• [PROVIDED RECORDS]:
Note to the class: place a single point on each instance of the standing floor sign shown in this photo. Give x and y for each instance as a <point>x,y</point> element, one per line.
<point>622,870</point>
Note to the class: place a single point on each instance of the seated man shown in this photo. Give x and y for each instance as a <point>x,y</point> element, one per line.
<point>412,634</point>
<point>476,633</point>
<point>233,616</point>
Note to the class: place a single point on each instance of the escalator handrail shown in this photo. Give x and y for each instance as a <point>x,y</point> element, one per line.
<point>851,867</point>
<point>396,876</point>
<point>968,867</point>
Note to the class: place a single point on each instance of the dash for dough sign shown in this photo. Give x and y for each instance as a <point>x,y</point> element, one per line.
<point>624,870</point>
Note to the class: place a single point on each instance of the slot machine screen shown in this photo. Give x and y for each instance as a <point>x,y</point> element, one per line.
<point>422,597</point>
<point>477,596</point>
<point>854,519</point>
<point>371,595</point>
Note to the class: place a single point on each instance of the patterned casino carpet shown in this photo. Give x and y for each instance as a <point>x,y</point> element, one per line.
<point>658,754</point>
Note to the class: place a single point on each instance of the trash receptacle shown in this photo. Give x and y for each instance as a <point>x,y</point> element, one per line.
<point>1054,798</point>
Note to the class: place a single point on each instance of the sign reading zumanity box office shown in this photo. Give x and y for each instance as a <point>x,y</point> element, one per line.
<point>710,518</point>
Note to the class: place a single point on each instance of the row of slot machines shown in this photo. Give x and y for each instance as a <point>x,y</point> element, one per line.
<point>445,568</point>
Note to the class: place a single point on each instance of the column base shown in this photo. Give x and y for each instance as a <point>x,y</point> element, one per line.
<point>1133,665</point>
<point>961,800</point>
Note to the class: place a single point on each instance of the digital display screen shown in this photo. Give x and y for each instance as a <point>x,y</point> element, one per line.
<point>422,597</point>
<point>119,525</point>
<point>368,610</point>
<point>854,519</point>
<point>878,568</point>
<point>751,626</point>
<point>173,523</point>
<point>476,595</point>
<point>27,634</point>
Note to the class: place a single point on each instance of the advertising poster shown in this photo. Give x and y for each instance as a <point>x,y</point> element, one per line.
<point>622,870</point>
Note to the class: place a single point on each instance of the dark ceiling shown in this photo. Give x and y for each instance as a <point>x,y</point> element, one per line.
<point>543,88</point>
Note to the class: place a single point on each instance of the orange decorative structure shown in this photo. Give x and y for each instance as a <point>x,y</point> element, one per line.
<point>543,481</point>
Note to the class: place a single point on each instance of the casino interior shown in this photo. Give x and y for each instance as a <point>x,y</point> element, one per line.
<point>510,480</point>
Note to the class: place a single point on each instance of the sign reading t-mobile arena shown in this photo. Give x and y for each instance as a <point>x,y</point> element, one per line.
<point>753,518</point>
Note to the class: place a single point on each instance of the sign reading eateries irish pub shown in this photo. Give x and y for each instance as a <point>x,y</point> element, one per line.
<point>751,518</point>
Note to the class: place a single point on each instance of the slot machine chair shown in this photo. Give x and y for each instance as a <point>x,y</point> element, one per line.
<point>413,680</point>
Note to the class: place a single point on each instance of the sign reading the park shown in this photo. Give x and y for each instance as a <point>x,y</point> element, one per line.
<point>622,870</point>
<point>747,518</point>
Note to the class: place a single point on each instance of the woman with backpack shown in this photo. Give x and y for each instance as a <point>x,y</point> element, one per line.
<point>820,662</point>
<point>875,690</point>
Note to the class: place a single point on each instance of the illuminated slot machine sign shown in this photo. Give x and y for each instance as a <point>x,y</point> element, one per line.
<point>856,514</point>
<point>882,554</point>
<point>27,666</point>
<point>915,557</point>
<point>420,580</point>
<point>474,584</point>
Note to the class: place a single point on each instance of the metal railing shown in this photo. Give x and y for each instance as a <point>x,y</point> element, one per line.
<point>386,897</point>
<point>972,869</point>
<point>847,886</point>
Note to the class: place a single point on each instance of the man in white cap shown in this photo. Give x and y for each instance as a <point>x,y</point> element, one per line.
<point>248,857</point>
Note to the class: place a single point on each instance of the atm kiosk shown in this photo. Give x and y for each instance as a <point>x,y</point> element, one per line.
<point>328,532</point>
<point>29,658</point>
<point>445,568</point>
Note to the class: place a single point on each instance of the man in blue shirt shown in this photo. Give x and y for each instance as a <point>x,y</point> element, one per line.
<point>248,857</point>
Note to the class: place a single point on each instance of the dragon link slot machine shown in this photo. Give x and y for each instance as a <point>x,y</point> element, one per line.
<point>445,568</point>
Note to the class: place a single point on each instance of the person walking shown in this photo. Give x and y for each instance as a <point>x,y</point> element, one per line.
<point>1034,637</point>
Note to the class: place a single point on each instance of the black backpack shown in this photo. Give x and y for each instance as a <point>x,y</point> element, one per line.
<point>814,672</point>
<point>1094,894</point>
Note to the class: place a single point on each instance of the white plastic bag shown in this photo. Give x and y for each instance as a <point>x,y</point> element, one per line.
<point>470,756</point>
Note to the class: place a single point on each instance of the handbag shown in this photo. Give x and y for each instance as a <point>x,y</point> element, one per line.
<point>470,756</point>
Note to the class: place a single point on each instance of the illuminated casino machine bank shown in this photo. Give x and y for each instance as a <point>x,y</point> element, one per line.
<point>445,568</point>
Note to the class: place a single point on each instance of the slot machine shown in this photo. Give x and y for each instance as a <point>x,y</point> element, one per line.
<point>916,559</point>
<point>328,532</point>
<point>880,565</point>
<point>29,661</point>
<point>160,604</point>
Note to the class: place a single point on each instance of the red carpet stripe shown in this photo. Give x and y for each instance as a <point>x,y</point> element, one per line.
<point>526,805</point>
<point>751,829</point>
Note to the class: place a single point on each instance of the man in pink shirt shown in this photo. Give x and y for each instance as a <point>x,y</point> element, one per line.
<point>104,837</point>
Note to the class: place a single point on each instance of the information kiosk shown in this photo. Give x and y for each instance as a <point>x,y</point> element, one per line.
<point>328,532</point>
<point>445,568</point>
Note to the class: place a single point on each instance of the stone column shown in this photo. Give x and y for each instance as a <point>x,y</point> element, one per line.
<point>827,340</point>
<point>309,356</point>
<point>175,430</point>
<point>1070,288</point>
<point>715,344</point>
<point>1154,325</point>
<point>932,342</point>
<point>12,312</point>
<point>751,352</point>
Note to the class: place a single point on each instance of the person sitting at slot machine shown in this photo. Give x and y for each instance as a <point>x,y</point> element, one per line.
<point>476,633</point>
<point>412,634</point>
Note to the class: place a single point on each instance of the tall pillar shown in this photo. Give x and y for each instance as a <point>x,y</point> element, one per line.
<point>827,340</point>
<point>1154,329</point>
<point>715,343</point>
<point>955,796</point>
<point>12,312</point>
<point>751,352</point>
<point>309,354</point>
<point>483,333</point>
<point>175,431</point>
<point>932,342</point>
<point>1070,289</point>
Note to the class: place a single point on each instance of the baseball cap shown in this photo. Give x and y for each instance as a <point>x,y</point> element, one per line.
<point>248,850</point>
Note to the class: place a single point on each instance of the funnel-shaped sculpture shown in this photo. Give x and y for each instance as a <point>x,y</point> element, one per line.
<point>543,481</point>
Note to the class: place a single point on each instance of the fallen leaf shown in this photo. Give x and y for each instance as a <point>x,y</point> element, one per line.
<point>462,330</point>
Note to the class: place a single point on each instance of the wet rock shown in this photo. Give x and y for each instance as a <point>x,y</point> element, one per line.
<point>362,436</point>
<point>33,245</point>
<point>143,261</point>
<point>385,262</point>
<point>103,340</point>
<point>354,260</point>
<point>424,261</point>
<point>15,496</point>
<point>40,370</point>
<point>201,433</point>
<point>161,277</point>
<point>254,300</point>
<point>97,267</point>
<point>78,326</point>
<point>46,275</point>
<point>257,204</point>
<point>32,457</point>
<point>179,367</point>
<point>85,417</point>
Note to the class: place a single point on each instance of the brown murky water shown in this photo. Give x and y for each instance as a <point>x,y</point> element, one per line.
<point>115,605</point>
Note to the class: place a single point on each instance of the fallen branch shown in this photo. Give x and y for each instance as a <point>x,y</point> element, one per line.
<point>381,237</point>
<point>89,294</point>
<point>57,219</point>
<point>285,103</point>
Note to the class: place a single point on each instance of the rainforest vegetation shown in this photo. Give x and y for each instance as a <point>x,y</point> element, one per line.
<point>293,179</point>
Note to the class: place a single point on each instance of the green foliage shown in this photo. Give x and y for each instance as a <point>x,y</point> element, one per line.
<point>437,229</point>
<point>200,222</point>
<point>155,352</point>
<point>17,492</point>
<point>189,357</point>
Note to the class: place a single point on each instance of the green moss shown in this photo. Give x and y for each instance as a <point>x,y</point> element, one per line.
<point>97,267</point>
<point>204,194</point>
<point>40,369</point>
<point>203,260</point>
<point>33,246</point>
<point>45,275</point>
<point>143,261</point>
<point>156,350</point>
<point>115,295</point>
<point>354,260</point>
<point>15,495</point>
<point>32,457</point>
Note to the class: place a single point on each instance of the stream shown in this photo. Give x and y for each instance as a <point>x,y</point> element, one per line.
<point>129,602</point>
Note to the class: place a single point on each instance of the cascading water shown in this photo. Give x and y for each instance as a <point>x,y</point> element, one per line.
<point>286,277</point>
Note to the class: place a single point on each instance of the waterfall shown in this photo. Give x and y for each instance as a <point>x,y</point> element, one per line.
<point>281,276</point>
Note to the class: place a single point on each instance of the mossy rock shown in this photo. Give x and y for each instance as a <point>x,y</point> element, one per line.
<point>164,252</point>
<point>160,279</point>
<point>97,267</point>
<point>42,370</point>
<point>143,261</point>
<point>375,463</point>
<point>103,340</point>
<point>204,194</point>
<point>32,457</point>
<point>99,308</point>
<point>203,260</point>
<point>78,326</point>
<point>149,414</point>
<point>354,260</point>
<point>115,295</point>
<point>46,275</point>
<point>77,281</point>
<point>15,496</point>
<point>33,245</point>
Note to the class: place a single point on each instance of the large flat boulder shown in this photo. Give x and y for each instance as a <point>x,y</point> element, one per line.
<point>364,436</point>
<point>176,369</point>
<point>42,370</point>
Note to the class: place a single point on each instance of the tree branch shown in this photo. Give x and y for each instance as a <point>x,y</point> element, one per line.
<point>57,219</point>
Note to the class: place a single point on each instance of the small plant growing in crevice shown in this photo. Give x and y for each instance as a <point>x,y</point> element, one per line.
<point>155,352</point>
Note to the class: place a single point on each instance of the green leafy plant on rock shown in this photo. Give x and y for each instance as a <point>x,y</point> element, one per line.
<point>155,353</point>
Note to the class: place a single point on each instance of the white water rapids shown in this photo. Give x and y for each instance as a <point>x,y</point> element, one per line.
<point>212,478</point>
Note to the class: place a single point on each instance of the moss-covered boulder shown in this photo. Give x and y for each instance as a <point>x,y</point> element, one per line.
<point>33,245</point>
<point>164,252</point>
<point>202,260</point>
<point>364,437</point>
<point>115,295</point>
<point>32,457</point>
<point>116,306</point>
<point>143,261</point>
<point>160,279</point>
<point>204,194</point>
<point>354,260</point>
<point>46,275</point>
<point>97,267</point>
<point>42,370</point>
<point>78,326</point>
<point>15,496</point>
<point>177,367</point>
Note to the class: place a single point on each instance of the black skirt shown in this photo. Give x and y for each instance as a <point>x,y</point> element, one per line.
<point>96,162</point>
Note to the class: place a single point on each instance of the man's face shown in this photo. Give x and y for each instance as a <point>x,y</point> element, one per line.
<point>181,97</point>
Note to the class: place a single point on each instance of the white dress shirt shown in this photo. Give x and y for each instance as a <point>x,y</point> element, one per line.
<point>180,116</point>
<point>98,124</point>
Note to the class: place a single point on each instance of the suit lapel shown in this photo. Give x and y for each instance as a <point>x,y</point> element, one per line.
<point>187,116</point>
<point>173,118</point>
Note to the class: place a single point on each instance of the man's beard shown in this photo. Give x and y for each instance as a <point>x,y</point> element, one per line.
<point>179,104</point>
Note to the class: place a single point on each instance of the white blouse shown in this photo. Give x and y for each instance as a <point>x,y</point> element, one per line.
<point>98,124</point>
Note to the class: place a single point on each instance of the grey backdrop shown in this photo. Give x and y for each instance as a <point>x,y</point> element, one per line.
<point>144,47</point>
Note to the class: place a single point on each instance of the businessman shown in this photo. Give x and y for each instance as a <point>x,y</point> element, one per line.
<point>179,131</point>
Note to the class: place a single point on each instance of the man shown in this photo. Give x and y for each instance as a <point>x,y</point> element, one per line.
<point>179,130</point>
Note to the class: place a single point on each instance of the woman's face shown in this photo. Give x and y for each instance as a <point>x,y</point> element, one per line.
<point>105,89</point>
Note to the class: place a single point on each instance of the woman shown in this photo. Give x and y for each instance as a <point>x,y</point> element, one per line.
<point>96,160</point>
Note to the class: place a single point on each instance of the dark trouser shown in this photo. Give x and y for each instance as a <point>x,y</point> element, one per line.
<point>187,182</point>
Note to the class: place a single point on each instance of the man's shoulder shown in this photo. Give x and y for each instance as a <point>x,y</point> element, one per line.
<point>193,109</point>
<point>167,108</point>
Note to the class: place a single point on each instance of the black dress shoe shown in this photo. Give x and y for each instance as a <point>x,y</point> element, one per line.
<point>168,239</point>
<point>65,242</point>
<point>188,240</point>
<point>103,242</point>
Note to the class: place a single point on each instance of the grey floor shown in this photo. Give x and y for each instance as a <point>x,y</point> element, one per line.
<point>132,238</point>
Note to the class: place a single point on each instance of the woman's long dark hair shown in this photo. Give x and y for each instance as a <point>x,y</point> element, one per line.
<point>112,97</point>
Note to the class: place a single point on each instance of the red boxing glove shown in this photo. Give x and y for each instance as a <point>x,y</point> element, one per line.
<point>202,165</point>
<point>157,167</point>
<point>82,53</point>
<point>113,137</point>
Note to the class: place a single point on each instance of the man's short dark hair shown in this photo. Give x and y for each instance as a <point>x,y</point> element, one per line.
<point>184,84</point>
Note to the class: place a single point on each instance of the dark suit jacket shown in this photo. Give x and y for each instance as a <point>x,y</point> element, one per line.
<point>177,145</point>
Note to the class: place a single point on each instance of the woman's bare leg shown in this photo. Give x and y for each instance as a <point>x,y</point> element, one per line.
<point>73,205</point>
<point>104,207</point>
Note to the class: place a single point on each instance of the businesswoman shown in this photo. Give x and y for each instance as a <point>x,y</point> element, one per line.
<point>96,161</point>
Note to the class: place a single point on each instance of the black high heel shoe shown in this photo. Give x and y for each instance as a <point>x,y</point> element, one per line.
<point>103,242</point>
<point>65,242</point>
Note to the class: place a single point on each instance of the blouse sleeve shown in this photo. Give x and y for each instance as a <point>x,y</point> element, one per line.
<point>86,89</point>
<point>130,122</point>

• [EXERCISE PROMPT]: Return exactly the lines of the data, and only those, from the line with "the black high" through the last line, inclusive.

• [ANSWER BOX]:
Note to the class: place a single point on each instance of the black high heel shoe shown in this photo. Give x and y for each instance as a <point>x,y</point> element, one per line.
<point>103,242</point>
<point>65,242</point>
Note to the class: place a single point on each instance of the blouse sleeve shown in this photo. Give x and y for each instance as a <point>x,y</point> element, one per line.
<point>86,89</point>
<point>130,122</point>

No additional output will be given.